Entries from a pointing dataset
[start]
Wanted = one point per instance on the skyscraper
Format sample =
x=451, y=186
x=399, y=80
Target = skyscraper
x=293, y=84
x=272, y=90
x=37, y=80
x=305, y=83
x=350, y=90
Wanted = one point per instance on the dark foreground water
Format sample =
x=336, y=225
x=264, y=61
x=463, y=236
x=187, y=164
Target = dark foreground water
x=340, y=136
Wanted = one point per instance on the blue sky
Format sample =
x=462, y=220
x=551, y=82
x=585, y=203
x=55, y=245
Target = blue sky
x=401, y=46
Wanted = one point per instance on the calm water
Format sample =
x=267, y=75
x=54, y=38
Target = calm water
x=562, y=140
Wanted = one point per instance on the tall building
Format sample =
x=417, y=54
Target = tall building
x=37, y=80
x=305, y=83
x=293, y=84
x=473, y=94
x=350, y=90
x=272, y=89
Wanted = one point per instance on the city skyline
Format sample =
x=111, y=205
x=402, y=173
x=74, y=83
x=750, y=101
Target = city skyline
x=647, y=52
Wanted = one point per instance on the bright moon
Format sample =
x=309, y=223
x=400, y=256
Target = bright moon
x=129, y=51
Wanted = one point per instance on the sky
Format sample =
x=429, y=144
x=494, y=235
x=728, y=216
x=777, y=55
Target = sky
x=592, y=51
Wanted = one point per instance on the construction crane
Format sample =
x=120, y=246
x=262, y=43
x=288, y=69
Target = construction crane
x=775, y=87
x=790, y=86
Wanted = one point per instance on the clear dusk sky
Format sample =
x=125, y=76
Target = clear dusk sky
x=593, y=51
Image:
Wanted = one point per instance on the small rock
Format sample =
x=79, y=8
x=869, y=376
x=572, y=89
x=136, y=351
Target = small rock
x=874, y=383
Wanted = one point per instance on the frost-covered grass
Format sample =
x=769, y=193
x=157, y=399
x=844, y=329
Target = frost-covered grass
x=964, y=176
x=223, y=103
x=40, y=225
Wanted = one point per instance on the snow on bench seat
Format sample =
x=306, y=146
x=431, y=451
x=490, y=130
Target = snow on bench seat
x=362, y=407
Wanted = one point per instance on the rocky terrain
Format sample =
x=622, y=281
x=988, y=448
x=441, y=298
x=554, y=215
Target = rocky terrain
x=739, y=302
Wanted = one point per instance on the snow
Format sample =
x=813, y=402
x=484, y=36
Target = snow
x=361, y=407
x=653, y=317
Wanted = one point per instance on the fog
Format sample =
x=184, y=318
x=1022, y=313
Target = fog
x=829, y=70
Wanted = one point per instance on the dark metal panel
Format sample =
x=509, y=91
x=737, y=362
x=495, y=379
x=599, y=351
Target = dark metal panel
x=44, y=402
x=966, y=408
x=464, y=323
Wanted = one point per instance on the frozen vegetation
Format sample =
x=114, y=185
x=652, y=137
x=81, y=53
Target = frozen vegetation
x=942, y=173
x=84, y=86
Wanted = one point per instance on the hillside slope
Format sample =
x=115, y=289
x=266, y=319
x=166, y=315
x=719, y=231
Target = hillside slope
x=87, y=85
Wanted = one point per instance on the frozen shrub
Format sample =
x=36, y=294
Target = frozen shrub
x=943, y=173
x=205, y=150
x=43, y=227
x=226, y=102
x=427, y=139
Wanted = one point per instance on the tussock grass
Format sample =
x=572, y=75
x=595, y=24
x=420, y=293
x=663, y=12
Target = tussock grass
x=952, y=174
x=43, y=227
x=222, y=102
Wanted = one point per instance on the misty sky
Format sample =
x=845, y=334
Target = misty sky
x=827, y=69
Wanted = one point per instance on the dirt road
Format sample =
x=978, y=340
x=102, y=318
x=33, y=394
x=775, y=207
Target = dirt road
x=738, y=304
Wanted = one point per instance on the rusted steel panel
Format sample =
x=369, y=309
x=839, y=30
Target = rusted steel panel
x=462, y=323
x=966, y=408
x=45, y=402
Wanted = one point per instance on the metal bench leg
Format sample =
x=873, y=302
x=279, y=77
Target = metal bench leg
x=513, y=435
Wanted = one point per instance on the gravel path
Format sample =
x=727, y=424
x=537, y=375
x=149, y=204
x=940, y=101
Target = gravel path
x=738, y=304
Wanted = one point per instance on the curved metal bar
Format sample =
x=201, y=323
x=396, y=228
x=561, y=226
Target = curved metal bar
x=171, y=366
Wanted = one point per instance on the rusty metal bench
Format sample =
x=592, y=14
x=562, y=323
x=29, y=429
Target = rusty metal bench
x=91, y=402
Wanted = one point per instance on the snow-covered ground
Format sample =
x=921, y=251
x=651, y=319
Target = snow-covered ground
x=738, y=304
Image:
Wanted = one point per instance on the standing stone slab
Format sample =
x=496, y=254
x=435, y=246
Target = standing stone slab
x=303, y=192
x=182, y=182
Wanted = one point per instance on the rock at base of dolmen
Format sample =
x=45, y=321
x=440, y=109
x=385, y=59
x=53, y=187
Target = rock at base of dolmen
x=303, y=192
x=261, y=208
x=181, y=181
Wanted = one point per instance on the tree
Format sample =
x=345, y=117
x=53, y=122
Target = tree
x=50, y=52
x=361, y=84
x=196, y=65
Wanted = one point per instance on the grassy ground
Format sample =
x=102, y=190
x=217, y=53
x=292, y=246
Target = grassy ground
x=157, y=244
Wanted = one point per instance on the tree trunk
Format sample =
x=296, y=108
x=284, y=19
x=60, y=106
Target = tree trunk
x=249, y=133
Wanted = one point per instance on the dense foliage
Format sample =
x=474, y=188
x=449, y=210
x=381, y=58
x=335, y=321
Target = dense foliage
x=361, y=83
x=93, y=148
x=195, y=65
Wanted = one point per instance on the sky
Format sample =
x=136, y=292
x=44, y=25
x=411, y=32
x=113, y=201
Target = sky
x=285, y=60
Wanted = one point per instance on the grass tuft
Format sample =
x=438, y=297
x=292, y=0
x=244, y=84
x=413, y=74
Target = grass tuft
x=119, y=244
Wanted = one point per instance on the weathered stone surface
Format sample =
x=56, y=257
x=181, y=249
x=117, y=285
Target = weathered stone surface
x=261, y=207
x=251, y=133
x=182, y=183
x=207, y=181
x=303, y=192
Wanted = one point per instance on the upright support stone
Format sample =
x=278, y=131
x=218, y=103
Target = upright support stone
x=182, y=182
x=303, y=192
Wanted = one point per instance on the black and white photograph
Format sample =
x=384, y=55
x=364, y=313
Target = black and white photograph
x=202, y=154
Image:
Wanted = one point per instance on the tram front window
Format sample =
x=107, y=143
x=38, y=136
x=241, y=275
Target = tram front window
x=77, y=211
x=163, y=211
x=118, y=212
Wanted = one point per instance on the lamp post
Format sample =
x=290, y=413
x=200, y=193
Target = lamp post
[end]
## TASK STATEMENT
Word for word, restate all of the data shown above.

## SOLUTION TO THE EXERCISE
Wanted = one point per instance on the skyscraper
Format sample =
x=451, y=186
x=399, y=80
Target = skyscraper
x=293, y=84
x=272, y=90
x=37, y=80
x=305, y=83
x=350, y=90
Wanted = one point per instance on the dark foreground water
Format sample =
x=336, y=225
x=264, y=61
x=463, y=236
x=187, y=164
Target = dark foreground water
x=340, y=136
Wanted = one point per instance on the blue sky
Format sample =
x=462, y=220
x=551, y=82
x=585, y=203
x=55, y=245
Target = blue sky
x=401, y=46
Wanted = one point per instance on the calm water
Format sample =
x=267, y=75
x=54, y=38
Target = calm water
x=562, y=140
Wanted = one point per instance on the tall building
Format sample =
x=417, y=54
Target = tall building
x=37, y=80
x=305, y=83
x=293, y=84
x=473, y=94
x=350, y=90
x=272, y=89
Wanted = one point per instance on the city skyline
Format sample =
x=111, y=205
x=402, y=173
x=74, y=83
x=750, y=101
Target = city skyline
x=647, y=52
Wanted = one point per instance on the bright moon
Format sample =
x=309, y=223
x=400, y=256
Target = bright moon
x=129, y=51
Wanted = one point per instance on the sky
Format sample =
x=429, y=144
x=494, y=235
x=728, y=216
x=777, y=55
Target = sky
x=592, y=51
Wanted = one point per instance on the construction crane
Format sample =
x=120, y=246
x=262, y=43
x=288, y=69
Target = construction crane
x=775, y=87
x=790, y=86
Wanted = one point per instance on the clear dusk sky
Format sample =
x=125, y=76
Target = clear dusk sky
x=593, y=51
Image:
Wanted = one point per instance on the small rock
Format sample =
x=79, y=8
x=869, y=376
x=572, y=89
x=136, y=351
Target = small rock
x=874, y=383
Wanted = one point per instance on the frost-covered grass
Format sample =
x=769, y=193
x=157, y=399
x=844, y=329
Target = frost-covered grass
x=964, y=176
x=223, y=103
x=40, y=225
Wanted = one point per instance on the snow on bench seat
Format sample =
x=306, y=146
x=431, y=451
x=490, y=130
Target = snow on bench seat
x=362, y=407
Wanted = one point per instance on the rocky terrain
Format sample =
x=622, y=281
x=988, y=448
x=441, y=298
x=554, y=215
Target = rocky terrain
x=739, y=302
Wanted = one point per instance on the snow
Format sample =
x=813, y=402
x=484, y=36
Target = snow
x=361, y=407
x=653, y=317
Wanted = one point per instance on the fog
Format sample =
x=184, y=318
x=1022, y=313
Target = fog
x=829, y=70
Wanted = one point per instance on the dark metal panel
Format sample =
x=509, y=91
x=737, y=362
x=495, y=379
x=599, y=351
Target = dark metal panel
x=44, y=402
x=966, y=408
x=464, y=323
Wanted = one point per instance on the frozen vegetation
Format sample =
x=114, y=185
x=652, y=137
x=81, y=53
Target = frozen vegetation
x=942, y=173
x=84, y=86
Wanted = one point per instance on the hillside slope
Format sample =
x=115, y=289
x=266, y=319
x=166, y=315
x=719, y=231
Target = hillside slope
x=87, y=85
Wanted = one point per instance on the frozen shrub
Format sample =
x=36, y=294
Target = frozen shrub
x=943, y=173
x=205, y=150
x=43, y=227
x=226, y=102
x=427, y=139
Wanted = one point per instance on the tussock grass
Format sample =
x=572, y=75
x=595, y=24
x=420, y=293
x=663, y=12
Target = tussock grass
x=952, y=174
x=43, y=227
x=222, y=102
Wanted = one point per instance on the misty sky
Format sample =
x=845, y=334
Target = misty sky
x=827, y=69
Wanted = one point per instance on the dirt road
Format sample =
x=978, y=340
x=102, y=318
x=33, y=394
x=775, y=207
Target = dirt road
x=738, y=304
Wanted = one point per instance on the rusted steel panel
Format sample =
x=369, y=309
x=839, y=30
Target = rusted steel panel
x=462, y=323
x=966, y=408
x=45, y=402
Wanted = one point per instance on the metal bench leg
Format sample =
x=873, y=302
x=279, y=77
Target = metal bench leg
x=513, y=435
Wanted = one point per instance on the gravel path
Format sample =
x=727, y=424
x=537, y=375
x=149, y=204
x=940, y=101
Target = gravel path
x=738, y=304
Wanted = one point per instance on the curved metal bar
Format sample =
x=201, y=323
x=396, y=228
x=561, y=226
Target = curved metal bar
x=171, y=366
Wanted = one point per instance on the rusty metal bench
Format sample =
x=592, y=14
x=562, y=323
x=29, y=429
Target = rusty metal bench
x=91, y=402
Wanted = one point per instance on the snow-covered ground
Format sample =
x=921, y=251
x=651, y=319
Target = snow-covered ground
x=738, y=304
Image:
Wanted = one point per instance on the standing stone slab
Format sample =
x=496, y=254
x=435, y=246
Target = standing stone slab
x=303, y=192
x=182, y=182
Wanted = one point per instance on the rock at base of dolmen
Format sample =
x=45, y=321
x=440, y=109
x=385, y=59
x=53, y=187
Target = rock at base of dolmen
x=303, y=192
x=261, y=208
x=181, y=181
Wanted = one point per instance on the tree
Format sample =
x=345, y=117
x=53, y=122
Target = tree
x=50, y=52
x=361, y=84
x=196, y=65
Wanted = one point per instance on the grassy ground
Format sample =
x=102, y=190
x=217, y=53
x=292, y=246
Target = grassy ground
x=157, y=244
Wanted = one point per instance on the tree trunk
Format sample =
x=296, y=108
x=284, y=19
x=60, y=106
Target = tree trunk
x=249, y=133
Wanted = one point per instance on the dense foliage
Format sample =
x=474, y=188
x=449, y=210
x=381, y=58
x=335, y=321
Target = dense foliage
x=361, y=83
x=93, y=148
x=195, y=65
Wanted = one point per instance on the sky
Format sample =
x=136, y=292
x=44, y=25
x=411, y=32
x=113, y=201
Target = sky
x=285, y=60
Wanted = one point per instance on the grass tuft
Format sample =
x=438, y=297
x=292, y=0
x=244, y=84
x=413, y=74
Target = grass tuft
x=119, y=244
Wanted = one point per instance on the weathered stone surface
Format sample =
x=56, y=257
x=181, y=249
x=117, y=285
Target = weathered stone surface
x=261, y=207
x=251, y=133
x=182, y=183
x=207, y=181
x=303, y=192
Wanted = one point per instance on the upright support stone
Format sample =
x=278, y=131
x=218, y=103
Target = upright support stone
x=182, y=182
x=303, y=192
Wanted = one point per instance on the black and white photograph
Format sample =
x=384, y=55
x=364, y=313
Target = black and white photograph
x=202, y=154
Image:
Wanted = one point per instance on the tram front window
Format sample =
x=107, y=143
x=38, y=136
x=241, y=275
Target = tram front window
x=77, y=211
x=163, y=211
x=118, y=212
Wanted = one point per instance on the lamp post
Format sample =
x=290, y=413
x=200, y=193
Target = lamp post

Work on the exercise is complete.